Available data:
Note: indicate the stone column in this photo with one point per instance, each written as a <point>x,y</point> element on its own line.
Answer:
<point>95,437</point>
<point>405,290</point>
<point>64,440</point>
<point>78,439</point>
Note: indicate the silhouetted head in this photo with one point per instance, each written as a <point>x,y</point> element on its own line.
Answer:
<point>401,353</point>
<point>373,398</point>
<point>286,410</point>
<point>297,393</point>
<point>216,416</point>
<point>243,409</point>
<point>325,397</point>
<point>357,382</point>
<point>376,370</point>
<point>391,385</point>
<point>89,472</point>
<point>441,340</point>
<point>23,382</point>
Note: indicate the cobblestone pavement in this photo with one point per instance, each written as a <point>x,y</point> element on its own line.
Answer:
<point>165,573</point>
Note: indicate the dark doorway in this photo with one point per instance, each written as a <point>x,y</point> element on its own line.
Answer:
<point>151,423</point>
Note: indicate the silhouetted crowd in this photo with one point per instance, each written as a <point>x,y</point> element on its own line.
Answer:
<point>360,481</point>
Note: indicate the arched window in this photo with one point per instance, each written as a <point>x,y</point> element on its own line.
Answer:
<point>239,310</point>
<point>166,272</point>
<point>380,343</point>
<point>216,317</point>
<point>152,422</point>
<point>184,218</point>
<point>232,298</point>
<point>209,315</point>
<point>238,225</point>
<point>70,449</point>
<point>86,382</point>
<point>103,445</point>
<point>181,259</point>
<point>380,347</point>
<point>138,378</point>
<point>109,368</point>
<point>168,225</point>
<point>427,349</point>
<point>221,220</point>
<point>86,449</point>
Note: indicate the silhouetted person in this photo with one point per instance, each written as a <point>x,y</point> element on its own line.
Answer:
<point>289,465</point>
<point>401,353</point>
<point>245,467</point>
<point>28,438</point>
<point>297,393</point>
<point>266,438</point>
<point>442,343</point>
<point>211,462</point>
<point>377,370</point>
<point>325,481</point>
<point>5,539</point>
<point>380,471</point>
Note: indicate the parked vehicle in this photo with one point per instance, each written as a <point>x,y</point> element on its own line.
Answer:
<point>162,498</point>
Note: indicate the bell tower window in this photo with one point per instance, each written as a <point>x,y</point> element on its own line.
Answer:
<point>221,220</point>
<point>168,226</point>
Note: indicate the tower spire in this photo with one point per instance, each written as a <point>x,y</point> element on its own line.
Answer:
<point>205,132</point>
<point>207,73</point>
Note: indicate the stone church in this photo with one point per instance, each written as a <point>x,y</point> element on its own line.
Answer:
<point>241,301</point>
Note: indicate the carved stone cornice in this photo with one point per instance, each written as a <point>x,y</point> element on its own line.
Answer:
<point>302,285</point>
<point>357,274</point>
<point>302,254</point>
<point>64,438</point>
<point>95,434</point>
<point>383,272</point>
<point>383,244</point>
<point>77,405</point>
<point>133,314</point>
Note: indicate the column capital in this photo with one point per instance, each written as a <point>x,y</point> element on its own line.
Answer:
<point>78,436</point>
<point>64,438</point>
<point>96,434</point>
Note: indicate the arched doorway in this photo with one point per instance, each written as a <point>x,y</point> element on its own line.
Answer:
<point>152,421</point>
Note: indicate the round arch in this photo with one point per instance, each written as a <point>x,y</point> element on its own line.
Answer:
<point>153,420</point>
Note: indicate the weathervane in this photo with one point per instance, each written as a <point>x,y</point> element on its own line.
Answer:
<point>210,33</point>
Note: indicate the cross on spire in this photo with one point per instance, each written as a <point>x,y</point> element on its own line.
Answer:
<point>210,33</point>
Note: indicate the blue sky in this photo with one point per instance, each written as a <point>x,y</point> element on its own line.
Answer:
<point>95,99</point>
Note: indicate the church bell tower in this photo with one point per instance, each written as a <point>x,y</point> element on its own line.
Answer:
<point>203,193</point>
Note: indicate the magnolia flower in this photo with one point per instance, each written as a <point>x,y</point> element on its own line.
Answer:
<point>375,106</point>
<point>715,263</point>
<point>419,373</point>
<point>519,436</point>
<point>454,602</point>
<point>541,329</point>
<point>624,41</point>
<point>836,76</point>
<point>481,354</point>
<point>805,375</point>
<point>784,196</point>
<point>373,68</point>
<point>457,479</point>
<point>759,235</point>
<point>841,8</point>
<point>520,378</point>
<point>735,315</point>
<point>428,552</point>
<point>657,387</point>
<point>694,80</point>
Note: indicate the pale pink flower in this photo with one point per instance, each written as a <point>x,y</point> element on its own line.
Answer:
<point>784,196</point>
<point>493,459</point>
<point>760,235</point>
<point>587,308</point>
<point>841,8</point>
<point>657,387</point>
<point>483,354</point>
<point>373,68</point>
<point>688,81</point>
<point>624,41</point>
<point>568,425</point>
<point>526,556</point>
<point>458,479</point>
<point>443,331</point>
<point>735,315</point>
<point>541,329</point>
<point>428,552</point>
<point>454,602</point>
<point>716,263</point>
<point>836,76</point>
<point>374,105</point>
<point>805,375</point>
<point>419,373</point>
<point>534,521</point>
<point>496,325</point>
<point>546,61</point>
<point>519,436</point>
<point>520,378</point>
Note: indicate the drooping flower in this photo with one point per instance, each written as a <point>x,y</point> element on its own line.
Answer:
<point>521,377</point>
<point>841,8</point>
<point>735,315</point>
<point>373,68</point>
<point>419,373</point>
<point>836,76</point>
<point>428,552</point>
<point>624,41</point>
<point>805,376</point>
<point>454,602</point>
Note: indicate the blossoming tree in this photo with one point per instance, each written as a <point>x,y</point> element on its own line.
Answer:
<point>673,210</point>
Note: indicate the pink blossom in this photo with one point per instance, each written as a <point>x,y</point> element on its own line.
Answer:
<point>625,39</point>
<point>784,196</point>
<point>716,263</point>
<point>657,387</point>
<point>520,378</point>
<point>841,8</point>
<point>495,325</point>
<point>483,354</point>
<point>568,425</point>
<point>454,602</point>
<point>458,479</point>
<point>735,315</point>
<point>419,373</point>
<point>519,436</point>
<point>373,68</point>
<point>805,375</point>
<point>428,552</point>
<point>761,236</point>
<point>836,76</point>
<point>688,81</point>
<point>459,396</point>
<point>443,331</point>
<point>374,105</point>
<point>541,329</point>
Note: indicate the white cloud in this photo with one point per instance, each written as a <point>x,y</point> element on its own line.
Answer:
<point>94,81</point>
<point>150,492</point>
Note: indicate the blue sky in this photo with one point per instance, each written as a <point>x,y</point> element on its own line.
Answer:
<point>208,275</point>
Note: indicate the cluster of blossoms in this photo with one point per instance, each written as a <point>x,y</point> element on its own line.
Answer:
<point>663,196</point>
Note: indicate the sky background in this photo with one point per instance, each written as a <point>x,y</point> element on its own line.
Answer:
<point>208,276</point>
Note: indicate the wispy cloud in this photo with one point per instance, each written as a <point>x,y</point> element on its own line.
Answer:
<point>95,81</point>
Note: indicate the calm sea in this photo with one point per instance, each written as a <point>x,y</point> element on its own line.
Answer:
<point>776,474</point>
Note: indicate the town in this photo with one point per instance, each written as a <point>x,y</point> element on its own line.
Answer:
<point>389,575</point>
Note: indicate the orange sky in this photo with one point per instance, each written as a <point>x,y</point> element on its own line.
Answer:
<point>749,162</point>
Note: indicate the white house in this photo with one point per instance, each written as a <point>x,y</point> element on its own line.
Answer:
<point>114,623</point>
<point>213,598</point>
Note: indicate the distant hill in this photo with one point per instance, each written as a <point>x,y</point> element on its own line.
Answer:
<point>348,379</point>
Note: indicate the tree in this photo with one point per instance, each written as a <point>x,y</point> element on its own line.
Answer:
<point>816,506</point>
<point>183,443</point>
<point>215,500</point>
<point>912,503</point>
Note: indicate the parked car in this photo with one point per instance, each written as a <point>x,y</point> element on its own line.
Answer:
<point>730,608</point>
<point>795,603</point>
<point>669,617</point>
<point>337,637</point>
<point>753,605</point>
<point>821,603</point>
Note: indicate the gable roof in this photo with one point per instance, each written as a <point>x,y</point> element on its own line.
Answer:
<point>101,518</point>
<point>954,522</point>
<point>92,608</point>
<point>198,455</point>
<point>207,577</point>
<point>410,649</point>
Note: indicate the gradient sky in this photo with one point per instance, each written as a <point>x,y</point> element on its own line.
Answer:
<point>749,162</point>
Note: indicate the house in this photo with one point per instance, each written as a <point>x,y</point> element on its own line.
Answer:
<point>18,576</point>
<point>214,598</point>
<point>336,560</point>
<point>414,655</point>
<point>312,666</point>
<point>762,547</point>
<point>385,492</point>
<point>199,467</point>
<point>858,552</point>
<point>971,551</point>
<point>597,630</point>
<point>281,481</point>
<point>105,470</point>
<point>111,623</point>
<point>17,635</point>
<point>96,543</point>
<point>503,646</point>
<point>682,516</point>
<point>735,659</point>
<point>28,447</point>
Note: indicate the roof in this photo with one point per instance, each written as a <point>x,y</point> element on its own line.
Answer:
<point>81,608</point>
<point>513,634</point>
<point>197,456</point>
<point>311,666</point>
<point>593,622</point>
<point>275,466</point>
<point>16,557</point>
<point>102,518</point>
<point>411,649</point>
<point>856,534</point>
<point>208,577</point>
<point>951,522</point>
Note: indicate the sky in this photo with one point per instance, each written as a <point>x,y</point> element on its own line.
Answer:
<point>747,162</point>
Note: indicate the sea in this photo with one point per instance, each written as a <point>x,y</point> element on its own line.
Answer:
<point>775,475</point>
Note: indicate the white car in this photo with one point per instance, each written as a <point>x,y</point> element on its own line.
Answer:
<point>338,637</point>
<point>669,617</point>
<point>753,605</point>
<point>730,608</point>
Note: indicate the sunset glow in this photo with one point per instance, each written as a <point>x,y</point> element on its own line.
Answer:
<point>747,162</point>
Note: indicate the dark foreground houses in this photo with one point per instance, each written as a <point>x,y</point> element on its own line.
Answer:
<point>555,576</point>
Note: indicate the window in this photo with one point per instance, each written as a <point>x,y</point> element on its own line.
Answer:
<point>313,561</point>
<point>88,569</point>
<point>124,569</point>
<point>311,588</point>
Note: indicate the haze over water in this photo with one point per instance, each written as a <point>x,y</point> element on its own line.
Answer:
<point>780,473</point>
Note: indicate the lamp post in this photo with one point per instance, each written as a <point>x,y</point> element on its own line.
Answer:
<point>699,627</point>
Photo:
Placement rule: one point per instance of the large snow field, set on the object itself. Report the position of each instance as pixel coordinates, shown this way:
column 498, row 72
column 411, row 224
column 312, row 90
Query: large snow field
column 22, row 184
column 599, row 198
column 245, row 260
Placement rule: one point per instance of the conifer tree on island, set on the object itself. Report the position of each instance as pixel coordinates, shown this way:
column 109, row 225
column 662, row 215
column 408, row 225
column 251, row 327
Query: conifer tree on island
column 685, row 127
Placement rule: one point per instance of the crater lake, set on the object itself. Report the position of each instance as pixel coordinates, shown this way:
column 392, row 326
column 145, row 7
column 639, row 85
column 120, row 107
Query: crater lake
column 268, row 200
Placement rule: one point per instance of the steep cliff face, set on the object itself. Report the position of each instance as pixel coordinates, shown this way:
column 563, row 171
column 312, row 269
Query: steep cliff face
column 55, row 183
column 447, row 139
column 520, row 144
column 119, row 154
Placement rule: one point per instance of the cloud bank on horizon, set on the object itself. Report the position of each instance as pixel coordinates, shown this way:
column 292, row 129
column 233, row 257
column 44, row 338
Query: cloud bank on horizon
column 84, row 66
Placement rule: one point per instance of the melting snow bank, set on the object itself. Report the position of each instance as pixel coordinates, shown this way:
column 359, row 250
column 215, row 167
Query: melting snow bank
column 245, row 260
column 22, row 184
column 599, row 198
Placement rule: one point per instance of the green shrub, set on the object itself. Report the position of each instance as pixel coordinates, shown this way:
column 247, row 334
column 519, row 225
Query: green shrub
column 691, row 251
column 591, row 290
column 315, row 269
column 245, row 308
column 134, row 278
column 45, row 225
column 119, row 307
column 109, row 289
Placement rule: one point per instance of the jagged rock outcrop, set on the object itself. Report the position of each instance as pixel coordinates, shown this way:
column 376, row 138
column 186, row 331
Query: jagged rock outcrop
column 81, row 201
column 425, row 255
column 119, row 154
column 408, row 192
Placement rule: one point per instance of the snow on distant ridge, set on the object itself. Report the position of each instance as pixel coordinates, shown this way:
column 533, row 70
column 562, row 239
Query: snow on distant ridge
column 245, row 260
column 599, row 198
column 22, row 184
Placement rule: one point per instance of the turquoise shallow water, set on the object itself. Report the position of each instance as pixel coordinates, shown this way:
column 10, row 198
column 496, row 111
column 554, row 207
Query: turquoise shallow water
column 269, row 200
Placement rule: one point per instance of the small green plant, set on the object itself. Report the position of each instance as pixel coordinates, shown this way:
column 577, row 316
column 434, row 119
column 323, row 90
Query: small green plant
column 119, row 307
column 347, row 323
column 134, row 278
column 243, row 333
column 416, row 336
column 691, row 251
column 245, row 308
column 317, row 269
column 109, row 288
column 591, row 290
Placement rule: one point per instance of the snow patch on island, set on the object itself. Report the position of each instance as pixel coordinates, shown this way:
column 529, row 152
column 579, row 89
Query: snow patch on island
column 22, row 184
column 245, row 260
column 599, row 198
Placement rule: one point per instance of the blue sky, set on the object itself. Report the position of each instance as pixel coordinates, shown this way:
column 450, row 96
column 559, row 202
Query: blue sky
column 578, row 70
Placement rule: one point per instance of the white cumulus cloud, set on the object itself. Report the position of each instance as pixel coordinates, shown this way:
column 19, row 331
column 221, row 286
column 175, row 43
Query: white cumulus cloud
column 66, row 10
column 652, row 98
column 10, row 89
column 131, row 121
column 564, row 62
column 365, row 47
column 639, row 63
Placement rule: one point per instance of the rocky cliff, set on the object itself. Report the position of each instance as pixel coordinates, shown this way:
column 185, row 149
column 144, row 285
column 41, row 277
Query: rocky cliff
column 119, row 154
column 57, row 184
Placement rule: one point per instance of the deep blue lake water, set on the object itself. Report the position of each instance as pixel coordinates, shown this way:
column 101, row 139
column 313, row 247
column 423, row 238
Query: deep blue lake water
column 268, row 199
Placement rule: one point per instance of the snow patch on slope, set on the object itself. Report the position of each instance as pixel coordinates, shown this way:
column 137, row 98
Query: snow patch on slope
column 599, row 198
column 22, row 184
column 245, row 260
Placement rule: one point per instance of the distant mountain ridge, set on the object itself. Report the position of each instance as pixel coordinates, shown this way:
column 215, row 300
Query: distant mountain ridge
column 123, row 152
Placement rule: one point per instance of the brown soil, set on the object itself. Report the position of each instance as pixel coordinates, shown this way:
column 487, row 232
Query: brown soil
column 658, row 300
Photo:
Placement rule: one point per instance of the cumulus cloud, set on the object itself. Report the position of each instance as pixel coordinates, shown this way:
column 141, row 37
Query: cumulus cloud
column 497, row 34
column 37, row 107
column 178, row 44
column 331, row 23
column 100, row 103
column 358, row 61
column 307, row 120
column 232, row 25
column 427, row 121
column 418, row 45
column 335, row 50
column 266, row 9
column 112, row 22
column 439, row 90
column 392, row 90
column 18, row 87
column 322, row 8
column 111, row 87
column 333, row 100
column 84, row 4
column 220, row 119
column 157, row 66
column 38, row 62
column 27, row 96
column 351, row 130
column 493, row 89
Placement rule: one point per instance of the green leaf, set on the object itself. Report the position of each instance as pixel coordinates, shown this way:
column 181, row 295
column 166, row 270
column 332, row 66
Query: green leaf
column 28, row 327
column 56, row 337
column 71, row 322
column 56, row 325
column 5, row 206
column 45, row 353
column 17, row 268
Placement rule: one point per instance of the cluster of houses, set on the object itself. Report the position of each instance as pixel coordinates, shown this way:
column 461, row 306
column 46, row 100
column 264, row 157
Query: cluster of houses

Assignment:
Your answer should consist of every line from the entries that holds "bell".

Written response:
Note: indicate the bell tower window in this photo with one point per instance, each written as a <point>x,y</point> element on its own line.
Note: indicate the church bell tower in this photo with one point per instance, each written as a <point>x,y</point> element on its own line.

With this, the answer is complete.